::: Given records :::
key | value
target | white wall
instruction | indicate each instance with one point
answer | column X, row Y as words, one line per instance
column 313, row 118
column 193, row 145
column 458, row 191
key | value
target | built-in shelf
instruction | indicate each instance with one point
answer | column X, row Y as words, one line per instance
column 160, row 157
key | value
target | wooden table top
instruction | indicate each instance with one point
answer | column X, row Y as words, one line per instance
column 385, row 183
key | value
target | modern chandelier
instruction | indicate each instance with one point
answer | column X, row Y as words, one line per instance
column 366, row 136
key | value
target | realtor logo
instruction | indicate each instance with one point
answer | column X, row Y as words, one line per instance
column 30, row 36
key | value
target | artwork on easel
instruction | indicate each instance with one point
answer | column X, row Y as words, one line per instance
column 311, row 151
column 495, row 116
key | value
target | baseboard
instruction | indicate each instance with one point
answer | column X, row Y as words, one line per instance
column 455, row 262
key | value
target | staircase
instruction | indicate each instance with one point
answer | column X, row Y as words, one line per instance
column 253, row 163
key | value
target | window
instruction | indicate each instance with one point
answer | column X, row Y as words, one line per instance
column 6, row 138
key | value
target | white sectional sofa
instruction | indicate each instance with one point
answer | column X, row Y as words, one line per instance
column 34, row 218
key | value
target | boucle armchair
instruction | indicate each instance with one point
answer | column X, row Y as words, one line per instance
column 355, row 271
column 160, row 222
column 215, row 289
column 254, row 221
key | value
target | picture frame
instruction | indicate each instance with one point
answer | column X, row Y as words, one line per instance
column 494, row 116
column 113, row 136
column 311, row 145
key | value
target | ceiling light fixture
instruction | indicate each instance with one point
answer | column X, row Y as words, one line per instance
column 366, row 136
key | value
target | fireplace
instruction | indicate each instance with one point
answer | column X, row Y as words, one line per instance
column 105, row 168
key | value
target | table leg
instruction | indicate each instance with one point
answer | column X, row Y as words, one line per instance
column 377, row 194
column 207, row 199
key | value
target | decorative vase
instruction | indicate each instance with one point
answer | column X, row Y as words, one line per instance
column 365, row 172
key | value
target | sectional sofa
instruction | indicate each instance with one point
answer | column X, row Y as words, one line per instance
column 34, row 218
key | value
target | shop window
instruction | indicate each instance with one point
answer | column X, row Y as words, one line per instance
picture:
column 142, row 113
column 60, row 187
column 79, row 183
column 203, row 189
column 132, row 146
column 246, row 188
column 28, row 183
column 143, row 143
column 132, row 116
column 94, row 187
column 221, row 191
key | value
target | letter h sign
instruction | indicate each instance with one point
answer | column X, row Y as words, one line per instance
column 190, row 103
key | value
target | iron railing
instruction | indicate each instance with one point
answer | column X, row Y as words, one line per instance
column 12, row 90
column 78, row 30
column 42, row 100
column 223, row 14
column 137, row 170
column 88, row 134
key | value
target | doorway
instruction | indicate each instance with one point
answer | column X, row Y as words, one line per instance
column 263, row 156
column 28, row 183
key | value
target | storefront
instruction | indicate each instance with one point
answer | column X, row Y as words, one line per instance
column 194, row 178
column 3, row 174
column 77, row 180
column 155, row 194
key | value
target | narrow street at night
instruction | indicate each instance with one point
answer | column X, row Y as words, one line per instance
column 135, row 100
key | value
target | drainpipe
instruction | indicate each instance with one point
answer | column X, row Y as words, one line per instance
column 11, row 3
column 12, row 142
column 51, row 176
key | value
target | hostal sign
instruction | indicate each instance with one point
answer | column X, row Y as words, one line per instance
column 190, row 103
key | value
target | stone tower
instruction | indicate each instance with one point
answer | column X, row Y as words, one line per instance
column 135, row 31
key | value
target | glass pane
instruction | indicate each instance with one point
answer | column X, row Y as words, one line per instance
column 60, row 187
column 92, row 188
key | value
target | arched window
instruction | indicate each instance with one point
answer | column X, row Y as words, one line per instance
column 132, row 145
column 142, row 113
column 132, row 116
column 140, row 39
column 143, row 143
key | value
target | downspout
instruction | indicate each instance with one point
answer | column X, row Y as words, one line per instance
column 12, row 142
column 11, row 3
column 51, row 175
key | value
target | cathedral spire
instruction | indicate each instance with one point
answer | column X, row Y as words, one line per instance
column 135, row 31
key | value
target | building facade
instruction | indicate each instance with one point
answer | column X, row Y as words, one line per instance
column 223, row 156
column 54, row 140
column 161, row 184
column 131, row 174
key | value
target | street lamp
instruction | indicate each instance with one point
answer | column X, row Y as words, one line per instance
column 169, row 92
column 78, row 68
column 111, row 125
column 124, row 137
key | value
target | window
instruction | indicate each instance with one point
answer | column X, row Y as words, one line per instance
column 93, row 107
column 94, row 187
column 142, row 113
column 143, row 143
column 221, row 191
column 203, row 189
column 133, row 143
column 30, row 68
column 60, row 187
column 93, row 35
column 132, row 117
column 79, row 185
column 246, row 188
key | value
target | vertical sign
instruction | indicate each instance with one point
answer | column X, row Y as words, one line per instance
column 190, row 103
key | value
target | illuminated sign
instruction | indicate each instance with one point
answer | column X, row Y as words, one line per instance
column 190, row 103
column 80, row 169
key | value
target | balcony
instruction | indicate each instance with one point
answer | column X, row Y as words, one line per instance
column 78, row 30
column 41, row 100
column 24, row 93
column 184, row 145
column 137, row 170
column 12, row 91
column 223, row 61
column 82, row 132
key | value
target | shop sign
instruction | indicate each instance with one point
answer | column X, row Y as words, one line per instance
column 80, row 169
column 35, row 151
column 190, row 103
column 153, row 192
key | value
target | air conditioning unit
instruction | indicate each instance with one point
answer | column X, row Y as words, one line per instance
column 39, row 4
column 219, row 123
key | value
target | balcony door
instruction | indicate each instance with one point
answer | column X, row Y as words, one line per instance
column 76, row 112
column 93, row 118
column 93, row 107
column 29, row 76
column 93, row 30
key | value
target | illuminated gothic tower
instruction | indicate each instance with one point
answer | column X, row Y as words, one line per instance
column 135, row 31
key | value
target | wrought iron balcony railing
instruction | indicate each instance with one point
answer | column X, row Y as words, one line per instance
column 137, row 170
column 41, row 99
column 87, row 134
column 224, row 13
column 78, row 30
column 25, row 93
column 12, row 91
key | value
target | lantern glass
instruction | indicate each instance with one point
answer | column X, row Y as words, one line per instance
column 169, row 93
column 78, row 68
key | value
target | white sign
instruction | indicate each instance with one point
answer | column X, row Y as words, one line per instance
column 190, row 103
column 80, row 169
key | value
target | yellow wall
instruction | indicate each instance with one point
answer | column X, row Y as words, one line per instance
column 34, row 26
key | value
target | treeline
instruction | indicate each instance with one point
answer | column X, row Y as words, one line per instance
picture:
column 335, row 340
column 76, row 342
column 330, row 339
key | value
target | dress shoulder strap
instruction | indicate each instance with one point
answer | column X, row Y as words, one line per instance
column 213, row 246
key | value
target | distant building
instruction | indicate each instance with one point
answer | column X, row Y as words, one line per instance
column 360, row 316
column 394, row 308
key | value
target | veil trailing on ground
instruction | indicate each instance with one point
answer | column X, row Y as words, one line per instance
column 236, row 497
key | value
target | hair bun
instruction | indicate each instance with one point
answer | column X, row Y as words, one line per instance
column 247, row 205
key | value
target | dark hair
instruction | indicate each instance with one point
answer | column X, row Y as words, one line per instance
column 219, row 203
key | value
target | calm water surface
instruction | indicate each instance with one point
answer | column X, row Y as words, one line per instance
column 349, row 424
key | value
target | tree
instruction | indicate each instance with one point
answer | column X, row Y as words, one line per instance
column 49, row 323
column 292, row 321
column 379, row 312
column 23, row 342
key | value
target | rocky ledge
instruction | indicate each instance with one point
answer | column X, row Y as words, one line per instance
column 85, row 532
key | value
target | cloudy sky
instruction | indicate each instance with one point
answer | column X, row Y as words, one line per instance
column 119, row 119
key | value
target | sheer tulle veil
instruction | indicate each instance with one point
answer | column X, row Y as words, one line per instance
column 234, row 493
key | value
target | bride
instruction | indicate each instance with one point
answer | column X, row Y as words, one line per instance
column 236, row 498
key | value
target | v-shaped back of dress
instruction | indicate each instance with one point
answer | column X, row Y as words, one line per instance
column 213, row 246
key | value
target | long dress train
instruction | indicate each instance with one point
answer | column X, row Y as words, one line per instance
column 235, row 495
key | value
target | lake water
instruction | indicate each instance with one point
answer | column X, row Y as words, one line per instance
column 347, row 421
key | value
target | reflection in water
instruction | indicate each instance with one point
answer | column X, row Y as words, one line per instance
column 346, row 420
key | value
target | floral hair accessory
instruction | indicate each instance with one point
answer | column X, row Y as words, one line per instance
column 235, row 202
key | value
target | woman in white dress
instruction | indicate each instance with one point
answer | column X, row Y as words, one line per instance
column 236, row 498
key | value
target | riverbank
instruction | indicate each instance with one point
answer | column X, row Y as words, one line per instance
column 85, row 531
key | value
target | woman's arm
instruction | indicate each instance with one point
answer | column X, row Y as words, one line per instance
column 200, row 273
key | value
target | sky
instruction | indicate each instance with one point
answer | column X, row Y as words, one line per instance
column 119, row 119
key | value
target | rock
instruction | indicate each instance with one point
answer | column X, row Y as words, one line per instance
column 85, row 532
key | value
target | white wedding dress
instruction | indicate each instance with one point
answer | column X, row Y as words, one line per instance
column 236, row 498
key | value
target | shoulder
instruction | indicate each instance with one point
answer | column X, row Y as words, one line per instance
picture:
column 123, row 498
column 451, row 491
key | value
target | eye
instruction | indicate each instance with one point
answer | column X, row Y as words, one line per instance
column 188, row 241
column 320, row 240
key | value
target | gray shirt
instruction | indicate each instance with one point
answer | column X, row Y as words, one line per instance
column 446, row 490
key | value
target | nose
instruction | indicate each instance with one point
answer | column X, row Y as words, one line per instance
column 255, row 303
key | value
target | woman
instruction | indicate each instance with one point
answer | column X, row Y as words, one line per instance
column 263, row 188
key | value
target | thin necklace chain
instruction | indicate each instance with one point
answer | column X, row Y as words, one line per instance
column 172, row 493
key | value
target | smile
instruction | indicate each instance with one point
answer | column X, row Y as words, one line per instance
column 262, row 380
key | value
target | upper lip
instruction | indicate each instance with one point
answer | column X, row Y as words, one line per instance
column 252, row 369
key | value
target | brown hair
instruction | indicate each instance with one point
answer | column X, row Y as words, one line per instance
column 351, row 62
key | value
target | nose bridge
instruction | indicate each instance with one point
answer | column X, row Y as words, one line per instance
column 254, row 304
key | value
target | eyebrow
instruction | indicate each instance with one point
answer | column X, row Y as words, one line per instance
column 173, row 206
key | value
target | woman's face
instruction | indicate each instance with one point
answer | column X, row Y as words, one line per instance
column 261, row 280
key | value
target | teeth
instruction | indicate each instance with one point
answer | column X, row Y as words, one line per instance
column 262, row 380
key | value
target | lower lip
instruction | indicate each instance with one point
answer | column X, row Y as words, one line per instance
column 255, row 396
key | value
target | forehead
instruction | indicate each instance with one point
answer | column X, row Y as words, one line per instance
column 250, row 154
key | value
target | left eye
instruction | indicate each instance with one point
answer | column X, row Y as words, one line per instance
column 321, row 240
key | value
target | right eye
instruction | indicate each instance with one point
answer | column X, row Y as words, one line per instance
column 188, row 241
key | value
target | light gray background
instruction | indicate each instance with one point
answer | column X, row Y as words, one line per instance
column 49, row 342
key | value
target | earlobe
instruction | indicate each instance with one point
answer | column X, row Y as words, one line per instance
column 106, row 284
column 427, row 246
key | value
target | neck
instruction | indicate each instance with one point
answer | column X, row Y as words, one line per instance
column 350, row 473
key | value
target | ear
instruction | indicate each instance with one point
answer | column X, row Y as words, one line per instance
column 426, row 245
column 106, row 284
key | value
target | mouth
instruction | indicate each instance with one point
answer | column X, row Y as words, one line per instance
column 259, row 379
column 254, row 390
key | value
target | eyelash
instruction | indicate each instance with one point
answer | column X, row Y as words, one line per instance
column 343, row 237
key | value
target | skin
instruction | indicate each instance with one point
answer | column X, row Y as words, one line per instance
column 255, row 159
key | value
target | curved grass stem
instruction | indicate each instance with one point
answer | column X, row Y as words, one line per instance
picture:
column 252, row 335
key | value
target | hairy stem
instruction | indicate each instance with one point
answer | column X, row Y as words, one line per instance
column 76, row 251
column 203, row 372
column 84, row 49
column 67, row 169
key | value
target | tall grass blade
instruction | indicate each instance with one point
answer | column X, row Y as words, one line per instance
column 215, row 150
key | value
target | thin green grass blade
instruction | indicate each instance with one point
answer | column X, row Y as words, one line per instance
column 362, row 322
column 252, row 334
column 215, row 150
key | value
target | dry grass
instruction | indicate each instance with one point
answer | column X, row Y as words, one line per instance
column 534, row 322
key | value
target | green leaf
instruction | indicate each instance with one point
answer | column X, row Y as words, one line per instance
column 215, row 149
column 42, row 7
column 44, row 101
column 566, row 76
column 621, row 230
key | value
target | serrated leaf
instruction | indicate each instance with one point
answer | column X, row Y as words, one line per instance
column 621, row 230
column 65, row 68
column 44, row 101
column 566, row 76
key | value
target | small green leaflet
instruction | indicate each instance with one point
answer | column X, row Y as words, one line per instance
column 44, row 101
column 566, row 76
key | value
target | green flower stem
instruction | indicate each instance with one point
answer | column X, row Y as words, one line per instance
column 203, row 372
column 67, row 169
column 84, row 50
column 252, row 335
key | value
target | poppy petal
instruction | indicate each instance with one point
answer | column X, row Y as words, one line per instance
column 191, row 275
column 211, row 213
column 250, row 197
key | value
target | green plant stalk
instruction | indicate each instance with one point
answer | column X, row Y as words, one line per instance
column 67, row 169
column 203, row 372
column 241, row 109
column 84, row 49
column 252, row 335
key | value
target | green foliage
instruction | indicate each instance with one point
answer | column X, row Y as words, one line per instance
:::
Show every line in the entries above that contains the string "building".

target | building facade
target | distant building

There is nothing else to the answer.